**TEXT EXCERPT**.
----
I agree with your concern about aestheticising the perpetuation of debate, of conflict, of opposing positions – as though these were substantive ends in their own right, above and beyond other substantive endpoints. At the same time, I do think it’s very important to remain aware that not all debates have definitive conclusions that can be rationally determined at any given point in time – I may even personally lean toward the notion that most important debates at a given historical moment in fact do not have such conclusions, although I won’t assert this as a strong position – and I actually think that recognising when this might be the case can be a very important dimension of positioning argument as “a regrettable means”. Behaving as though all reasonable people would reach our personally preferred conclusion, when this is not in fact the case, undermines the orientation to truth just as strongly as aestheticising argument for its own sake. (As a side point – and I know we’ve had this discussion before – the insight I would personally draw from Habermas is not that consensus – understood as some sort of achievable static endpoint – is our goal, but that our awareness of the possibility for consensus represents a kind of counterfactual ideal: this counterfactual ideal is then useful for practice because, as long as we keep firmly in mind that we’ll never reach something like TRUTH as a static endpoint, it still lifts our game if we all behave in ways that are compatible with seeking this unattainable endpoint…)

I have not yet read Berube’s book (yes, yes, I know… I should get to it… it’s been a hectic period…), but I understand the concerns you express in your analysis of the miscommunication that persists through Berube’s “teachable moment” discussion of his interaction with a conservative student. You argue that Berube has aligned the student with an intellectual tradition not actually expressed in the student’s own statements, and thus empowered the student (in your account, at the evident expense of the other students in the room), without actually enlightening the student any further about the rational bases (or lack thereof) for their own position. I understand your concern – without reading Berube myself, it’s difficult to know whether I would agree with your reading of the situation. But I did at least want to indicate that something like the strategy you describe – where Berube addresses himself to the broad intellectual tradition of which the student’s views are a “symptom”, so to speak – is something that I’ve found, in practice, can actually be a very good way of getting students from various political backgrounds to step back and gain some critical distance on their own positions – to recognise that more than just “common sense” is involved in constructing their views.
----
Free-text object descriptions
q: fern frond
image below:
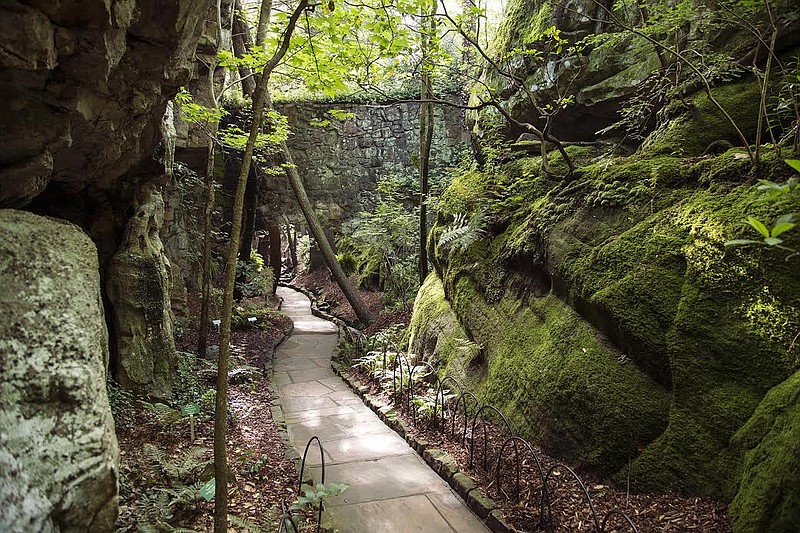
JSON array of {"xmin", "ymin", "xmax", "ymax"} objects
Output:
[{"xmin": 439, "ymin": 211, "xmax": 486, "ymax": 251}]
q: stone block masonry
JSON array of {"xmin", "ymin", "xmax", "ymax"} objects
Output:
[{"xmin": 275, "ymin": 98, "xmax": 476, "ymax": 222}]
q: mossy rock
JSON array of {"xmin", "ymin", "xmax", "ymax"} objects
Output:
[
  {"xmin": 411, "ymin": 275, "xmax": 669, "ymax": 475},
  {"xmin": 415, "ymin": 149, "xmax": 800, "ymax": 512},
  {"xmin": 642, "ymin": 80, "xmax": 761, "ymax": 157},
  {"xmin": 729, "ymin": 372, "xmax": 800, "ymax": 533}
]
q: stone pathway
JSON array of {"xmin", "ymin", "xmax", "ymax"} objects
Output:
[{"xmin": 275, "ymin": 287, "xmax": 487, "ymax": 533}]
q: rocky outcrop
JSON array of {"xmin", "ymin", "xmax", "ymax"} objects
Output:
[
  {"xmin": 0, "ymin": 210, "xmax": 118, "ymax": 532},
  {"xmin": 484, "ymin": 0, "xmax": 800, "ymax": 145},
  {"xmin": 412, "ymin": 147, "xmax": 800, "ymax": 531},
  {"xmin": 0, "ymin": 0, "xmax": 213, "ymax": 207},
  {"xmin": 107, "ymin": 183, "xmax": 177, "ymax": 398}
]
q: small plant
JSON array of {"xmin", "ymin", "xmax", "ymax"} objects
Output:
[
  {"xmin": 137, "ymin": 443, "xmax": 211, "ymax": 531},
  {"xmin": 725, "ymin": 159, "xmax": 800, "ymax": 259},
  {"xmin": 289, "ymin": 483, "xmax": 350, "ymax": 511},
  {"xmin": 725, "ymin": 214, "xmax": 797, "ymax": 252},
  {"xmin": 439, "ymin": 211, "xmax": 486, "ymax": 251}
]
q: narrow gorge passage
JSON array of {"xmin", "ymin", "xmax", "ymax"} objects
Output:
[{"xmin": 275, "ymin": 287, "xmax": 487, "ymax": 533}]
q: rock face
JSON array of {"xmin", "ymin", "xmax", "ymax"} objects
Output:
[
  {"xmin": 107, "ymin": 183, "xmax": 177, "ymax": 398},
  {"xmin": 412, "ymin": 152, "xmax": 800, "ymax": 531},
  {"xmin": 0, "ymin": 0, "xmax": 216, "ymax": 207},
  {"xmin": 0, "ymin": 210, "xmax": 118, "ymax": 532}
]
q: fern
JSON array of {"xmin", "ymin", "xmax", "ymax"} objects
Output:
[
  {"xmin": 439, "ymin": 211, "xmax": 486, "ymax": 251},
  {"xmin": 144, "ymin": 443, "xmax": 211, "ymax": 485},
  {"xmin": 228, "ymin": 508, "xmax": 280, "ymax": 533}
]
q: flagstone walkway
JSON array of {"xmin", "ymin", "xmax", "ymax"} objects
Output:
[{"xmin": 274, "ymin": 287, "xmax": 487, "ymax": 533}]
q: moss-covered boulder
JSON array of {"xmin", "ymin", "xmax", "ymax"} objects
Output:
[
  {"xmin": 642, "ymin": 80, "xmax": 761, "ymax": 156},
  {"xmin": 413, "ymin": 145, "xmax": 800, "ymax": 527},
  {"xmin": 730, "ymin": 372, "xmax": 800, "ymax": 533},
  {"xmin": 411, "ymin": 274, "xmax": 669, "ymax": 475}
]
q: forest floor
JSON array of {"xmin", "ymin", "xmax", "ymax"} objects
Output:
[
  {"xmin": 116, "ymin": 294, "xmax": 306, "ymax": 532},
  {"xmin": 348, "ymin": 366, "xmax": 731, "ymax": 533},
  {"xmin": 293, "ymin": 268, "xmax": 413, "ymax": 335},
  {"xmin": 110, "ymin": 270, "xmax": 730, "ymax": 533},
  {"xmin": 110, "ymin": 269, "xmax": 400, "ymax": 533}
]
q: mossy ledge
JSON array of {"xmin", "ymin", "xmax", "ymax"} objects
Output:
[{"xmin": 410, "ymin": 149, "xmax": 800, "ymax": 531}]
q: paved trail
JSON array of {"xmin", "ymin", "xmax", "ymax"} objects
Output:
[{"xmin": 275, "ymin": 287, "xmax": 487, "ymax": 533}]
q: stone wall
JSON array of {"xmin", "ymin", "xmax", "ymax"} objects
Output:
[{"xmin": 262, "ymin": 98, "xmax": 469, "ymax": 225}]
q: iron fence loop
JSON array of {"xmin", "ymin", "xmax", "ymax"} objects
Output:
[
  {"xmin": 469, "ymin": 405, "xmax": 514, "ymax": 471},
  {"xmin": 295, "ymin": 435, "xmax": 325, "ymax": 533},
  {"xmin": 600, "ymin": 509, "xmax": 639, "ymax": 533}
]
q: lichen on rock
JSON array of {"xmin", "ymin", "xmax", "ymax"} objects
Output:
[
  {"xmin": 412, "ymin": 148, "xmax": 800, "ymax": 530},
  {"xmin": 0, "ymin": 210, "xmax": 118, "ymax": 532},
  {"xmin": 106, "ymin": 183, "xmax": 177, "ymax": 398}
]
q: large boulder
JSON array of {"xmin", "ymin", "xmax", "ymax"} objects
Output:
[
  {"xmin": 0, "ymin": 210, "xmax": 118, "ymax": 532},
  {"xmin": 107, "ymin": 184, "xmax": 177, "ymax": 398}
]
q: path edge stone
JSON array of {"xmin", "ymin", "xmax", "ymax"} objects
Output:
[{"xmin": 331, "ymin": 360, "xmax": 519, "ymax": 533}]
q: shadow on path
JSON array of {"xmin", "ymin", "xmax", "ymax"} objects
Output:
[{"xmin": 274, "ymin": 287, "xmax": 487, "ymax": 533}]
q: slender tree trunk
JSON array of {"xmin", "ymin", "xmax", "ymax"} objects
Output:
[
  {"xmin": 270, "ymin": 95, "xmax": 372, "ymax": 325},
  {"xmin": 197, "ymin": 46, "xmax": 217, "ymax": 357},
  {"xmin": 233, "ymin": 166, "xmax": 258, "ymax": 301},
  {"xmin": 197, "ymin": 139, "xmax": 214, "ymax": 357},
  {"xmin": 267, "ymin": 224, "xmax": 281, "ymax": 294},
  {"xmin": 214, "ymin": 2, "xmax": 272, "ymax": 533},
  {"xmin": 214, "ymin": 0, "xmax": 309, "ymax": 533},
  {"xmin": 419, "ymin": 3, "xmax": 436, "ymax": 284},
  {"xmin": 231, "ymin": 0, "xmax": 256, "ymax": 96},
  {"xmin": 286, "ymin": 220, "xmax": 297, "ymax": 274},
  {"xmin": 755, "ymin": 0, "xmax": 778, "ymax": 164}
]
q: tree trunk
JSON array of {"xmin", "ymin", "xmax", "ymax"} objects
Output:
[
  {"xmin": 286, "ymin": 220, "xmax": 297, "ymax": 274},
  {"xmin": 197, "ymin": 139, "xmax": 214, "ymax": 357},
  {"xmin": 267, "ymin": 224, "xmax": 281, "ymax": 294},
  {"xmin": 269, "ymin": 95, "xmax": 372, "ymax": 325},
  {"xmin": 419, "ymin": 4, "xmax": 436, "ymax": 285},
  {"xmin": 231, "ymin": 0, "xmax": 256, "ymax": 97},
  {"xmin": 214, "ymin": 0, "xmax": 276, "ymax": 533}
]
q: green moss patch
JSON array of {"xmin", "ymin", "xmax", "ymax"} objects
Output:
[
  {"xmin": 415, "ymin": 144, "xmax": 800, "ymax": 512},
  {"xmin": 729, "ymin": 372, "xmax": 800, "ymax": 533}
]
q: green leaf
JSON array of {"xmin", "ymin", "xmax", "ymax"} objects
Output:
[
  {"xmin": 200, "ymin": 477, "xmax": 217, "ymax": 502},
  {"xmin": 784, "ymin": 159, "xmax": 800, "ymax": 172},
  {"xmin": 770, "ymin": 222, "xmax": 795, "ymax": 237},
  {"xmin": 725, "ymin": 239, "xmax": 764, "ymax": 247},
  {"xmin": 746, "ymin": 216, "xmax": 769, "ymax": 239},
  {"xmin": 181, "ymin": 403, "xmax": 200, "ymax": 416}
]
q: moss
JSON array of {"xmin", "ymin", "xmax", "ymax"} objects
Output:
[
  {"xmin": 418, "ymin": 143, "xmax": 800, "ymax": 510},
  {"xmin": 422, "ymin": 271, "xmax": 669, "ymax": 474},
  {"xmin": 729, "ymin": 372, "xmax": 800, "ymax": 533},
  {"xmin": 490, "ymin": 0, "xmax": 553, "ymax": 57},
  {"xmin": 642, "ymin": 81, "xmax": 760, "ymax": 156}
]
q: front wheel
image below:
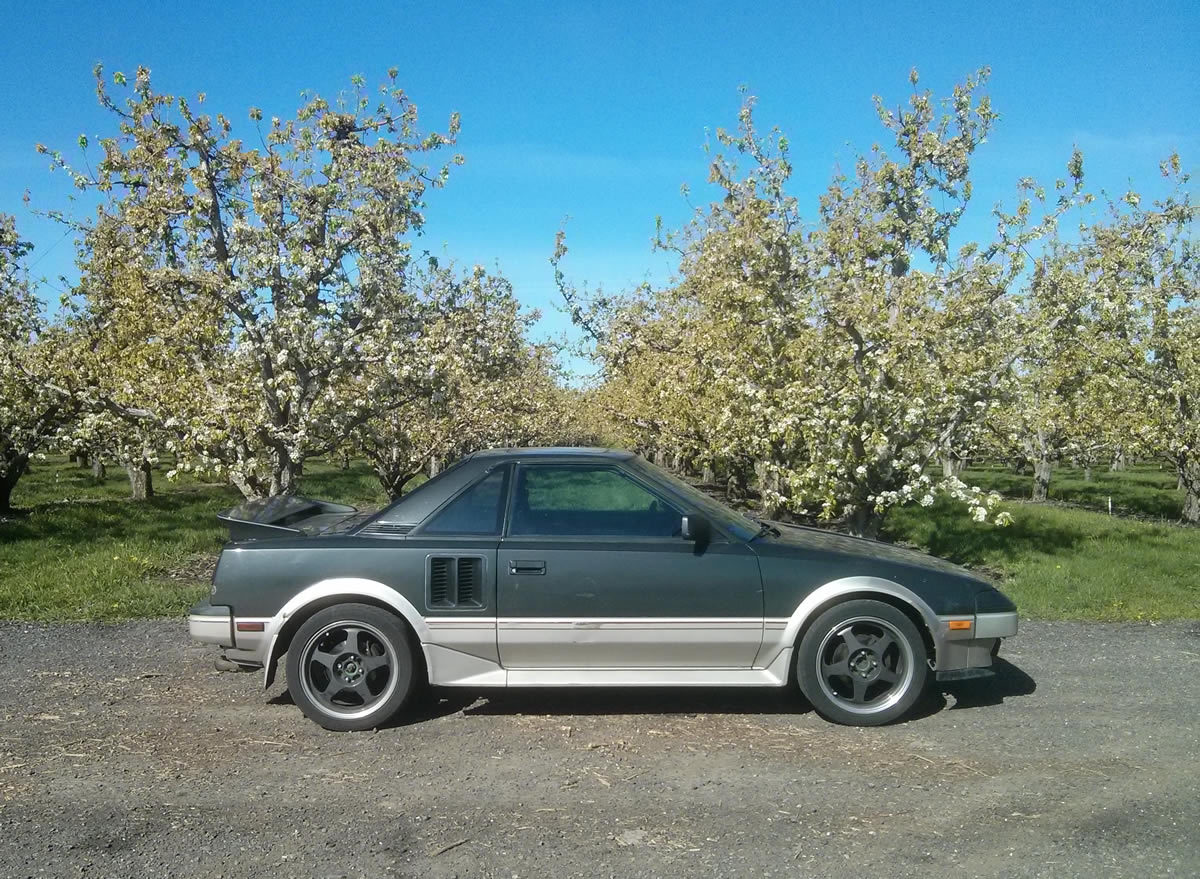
----
**EXERCISE REQUIREMENTS**. In the text on debate, whose book does the writer say they have not yet read? The lines have no connection to the text on debate.

**TASK RESPONSE**. Berube's book.